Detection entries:
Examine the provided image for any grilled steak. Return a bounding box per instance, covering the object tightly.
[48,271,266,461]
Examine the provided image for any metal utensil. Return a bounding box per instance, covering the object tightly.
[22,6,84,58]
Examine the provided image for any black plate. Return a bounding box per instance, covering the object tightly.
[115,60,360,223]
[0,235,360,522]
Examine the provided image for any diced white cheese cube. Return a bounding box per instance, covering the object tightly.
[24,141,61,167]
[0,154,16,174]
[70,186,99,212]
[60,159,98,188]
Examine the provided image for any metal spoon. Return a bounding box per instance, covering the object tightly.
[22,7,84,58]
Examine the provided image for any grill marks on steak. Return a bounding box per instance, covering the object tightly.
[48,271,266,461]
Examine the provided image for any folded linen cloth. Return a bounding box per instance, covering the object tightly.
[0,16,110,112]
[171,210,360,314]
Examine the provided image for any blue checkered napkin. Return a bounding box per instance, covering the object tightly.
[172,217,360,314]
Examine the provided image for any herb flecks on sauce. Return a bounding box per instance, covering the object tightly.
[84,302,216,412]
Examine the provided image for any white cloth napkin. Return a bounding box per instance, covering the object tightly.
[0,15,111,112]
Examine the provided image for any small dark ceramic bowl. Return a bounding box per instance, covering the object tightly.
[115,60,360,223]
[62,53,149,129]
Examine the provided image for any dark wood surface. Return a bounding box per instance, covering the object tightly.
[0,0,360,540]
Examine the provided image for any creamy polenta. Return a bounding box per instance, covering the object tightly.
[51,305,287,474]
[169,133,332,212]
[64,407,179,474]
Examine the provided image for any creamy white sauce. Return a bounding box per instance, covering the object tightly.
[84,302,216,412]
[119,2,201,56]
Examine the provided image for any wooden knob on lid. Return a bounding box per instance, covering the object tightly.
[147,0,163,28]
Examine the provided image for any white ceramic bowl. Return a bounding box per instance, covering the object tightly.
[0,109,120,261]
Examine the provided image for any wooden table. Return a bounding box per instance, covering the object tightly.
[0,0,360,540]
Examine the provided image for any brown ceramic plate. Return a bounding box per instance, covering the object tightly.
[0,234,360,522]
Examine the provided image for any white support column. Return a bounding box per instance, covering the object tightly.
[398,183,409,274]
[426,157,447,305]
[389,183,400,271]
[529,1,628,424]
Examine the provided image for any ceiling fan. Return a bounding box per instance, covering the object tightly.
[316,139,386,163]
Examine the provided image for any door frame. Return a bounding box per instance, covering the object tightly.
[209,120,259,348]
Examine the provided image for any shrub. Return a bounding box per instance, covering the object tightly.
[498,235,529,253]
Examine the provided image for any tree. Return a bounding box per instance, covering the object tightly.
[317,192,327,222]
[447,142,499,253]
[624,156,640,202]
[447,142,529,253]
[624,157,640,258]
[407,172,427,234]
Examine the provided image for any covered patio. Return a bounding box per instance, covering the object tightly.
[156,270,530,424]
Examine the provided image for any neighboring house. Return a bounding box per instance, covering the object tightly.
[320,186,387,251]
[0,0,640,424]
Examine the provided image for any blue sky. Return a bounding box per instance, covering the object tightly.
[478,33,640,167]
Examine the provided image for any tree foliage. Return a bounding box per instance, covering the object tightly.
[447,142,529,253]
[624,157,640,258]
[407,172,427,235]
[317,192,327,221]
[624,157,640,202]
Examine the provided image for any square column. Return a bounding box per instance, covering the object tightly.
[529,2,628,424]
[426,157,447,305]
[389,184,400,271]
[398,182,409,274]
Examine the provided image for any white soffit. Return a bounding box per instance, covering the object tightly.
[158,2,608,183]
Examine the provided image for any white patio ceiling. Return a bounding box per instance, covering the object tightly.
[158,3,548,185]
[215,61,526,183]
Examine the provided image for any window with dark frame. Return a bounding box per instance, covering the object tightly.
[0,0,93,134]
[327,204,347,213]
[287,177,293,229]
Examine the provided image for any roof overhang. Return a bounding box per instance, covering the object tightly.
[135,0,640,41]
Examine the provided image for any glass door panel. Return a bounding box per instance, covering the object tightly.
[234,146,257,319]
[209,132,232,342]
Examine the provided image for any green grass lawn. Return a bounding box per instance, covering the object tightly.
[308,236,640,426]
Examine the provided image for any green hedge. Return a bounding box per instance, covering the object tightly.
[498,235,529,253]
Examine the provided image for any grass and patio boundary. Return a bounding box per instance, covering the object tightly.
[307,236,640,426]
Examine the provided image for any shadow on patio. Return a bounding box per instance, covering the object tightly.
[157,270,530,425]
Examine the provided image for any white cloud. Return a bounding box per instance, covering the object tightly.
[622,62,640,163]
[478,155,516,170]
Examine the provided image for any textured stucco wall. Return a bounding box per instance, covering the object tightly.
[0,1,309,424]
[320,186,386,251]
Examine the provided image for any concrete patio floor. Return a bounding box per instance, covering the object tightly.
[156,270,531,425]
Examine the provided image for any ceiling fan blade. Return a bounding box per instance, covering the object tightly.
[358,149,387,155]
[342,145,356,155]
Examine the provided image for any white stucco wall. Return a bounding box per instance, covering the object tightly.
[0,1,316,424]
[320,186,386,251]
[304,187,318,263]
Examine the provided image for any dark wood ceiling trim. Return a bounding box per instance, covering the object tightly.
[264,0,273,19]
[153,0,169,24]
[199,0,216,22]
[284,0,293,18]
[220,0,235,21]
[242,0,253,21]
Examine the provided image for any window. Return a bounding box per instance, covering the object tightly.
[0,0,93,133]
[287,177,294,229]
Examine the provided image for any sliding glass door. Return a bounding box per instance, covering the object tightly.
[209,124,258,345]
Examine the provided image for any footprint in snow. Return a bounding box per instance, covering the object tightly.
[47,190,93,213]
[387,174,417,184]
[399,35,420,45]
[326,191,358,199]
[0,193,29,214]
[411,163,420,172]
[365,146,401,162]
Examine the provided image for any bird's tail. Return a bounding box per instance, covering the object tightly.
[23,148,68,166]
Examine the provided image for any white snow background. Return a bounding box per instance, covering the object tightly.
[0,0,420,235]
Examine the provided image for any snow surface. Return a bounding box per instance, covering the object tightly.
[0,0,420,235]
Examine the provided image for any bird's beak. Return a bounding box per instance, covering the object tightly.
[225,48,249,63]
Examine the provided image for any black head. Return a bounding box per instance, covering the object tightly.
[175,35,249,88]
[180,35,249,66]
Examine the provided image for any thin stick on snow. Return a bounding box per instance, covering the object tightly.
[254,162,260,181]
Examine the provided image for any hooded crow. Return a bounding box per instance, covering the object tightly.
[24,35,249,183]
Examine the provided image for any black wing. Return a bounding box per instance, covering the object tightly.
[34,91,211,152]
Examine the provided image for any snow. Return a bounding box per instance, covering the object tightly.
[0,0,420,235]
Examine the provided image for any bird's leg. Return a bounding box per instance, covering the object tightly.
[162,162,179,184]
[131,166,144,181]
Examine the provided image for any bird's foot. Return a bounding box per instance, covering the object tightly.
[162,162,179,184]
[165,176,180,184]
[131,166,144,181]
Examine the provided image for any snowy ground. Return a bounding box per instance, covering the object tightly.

WRITTEN REQUEST: Copy the entries from the line with "Examine the provided image for any bird's leg." through the end of the entries, requests included, and offset every bounding box coordinate by adding 12 to it.

RESPONSE TO THE EXERCISE:
Examine the provided image for any bird's leg. Return a bounding box per instance, covering the object tightly.
[174,174,191,196]
[143,178,156,193]
Examine the provided image for any bird's foot. Return a bounding box per instance, covering the object tightly.
[174,174,191,196]
[177,188,192,196]
[143,178,156,193]
Examine the provided image for any snowy ground. Return a bounding box per instance, covering the object tightly.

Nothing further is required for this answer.